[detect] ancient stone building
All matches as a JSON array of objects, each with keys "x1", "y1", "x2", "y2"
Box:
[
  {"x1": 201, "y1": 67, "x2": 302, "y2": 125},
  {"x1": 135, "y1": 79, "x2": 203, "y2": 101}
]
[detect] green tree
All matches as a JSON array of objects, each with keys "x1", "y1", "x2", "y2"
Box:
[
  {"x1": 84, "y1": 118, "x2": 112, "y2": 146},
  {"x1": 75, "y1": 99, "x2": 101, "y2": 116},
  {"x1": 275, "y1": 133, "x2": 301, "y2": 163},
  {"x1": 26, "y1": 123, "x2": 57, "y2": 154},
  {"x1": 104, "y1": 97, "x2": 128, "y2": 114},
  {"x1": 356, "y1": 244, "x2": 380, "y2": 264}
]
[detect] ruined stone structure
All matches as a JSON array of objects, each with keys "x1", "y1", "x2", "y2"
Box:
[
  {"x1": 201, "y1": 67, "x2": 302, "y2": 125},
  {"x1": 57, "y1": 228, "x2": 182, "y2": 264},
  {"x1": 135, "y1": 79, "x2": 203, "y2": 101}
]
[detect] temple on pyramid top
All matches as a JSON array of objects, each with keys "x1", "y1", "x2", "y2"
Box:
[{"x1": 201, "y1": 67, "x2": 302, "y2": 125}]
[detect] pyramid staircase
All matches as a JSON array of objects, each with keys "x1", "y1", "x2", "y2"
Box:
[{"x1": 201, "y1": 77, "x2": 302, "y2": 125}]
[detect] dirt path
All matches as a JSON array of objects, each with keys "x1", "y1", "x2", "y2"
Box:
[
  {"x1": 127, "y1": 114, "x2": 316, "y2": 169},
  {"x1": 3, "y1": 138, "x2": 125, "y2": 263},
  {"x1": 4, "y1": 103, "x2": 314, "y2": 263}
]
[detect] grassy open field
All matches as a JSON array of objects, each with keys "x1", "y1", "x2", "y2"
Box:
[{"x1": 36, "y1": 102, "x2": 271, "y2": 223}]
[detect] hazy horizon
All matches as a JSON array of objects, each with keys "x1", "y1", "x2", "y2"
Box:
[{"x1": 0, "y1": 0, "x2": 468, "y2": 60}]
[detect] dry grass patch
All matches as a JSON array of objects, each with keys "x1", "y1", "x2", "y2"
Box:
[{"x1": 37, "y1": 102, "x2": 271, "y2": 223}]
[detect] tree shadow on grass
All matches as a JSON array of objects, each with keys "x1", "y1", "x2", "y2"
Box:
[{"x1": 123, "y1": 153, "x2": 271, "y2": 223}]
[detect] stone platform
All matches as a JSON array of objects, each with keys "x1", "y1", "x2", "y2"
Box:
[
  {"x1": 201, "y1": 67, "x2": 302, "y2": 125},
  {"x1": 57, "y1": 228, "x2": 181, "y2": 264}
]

* * *

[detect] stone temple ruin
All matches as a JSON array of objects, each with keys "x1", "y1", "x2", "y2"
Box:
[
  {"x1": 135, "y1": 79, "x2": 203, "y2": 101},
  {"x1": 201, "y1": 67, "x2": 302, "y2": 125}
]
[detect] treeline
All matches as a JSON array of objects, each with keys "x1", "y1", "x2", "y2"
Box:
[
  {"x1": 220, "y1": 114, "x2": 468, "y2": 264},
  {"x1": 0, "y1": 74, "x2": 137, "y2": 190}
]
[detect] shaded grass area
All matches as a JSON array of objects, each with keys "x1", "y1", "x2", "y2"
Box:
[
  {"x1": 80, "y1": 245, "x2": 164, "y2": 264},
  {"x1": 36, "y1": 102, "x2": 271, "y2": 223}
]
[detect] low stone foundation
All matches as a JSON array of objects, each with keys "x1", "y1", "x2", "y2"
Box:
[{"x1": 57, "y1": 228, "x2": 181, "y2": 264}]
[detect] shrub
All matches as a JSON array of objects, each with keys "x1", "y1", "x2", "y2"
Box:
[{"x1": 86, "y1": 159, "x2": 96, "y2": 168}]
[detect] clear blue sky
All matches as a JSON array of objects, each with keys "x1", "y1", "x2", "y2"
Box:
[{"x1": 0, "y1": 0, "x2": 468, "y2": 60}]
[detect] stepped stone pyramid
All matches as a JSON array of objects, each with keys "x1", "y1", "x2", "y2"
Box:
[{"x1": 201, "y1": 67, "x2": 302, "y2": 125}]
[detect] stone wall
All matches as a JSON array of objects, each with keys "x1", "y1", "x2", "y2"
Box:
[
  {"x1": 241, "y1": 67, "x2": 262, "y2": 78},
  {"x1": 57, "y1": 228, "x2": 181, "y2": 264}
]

...

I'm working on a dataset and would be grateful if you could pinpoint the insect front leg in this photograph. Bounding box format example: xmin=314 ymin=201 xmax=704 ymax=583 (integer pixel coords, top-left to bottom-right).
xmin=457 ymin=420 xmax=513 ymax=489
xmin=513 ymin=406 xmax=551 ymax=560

## Short exercise
Extract each line of the items above that contains the string "ymin".

## Expected answer
I'm working on a dataset and would be grateful if you could pinpoint the insect front leg in this photograph. Bounding box format example: xmin=314 ymin=201 xmax=704 ymax=583 (integer pixel coords, top-left to bottom-right).
xmin=457 ymin=420 xmax=513 ymax=489
xmin=513 ymin=406 xmax=551 ymax=560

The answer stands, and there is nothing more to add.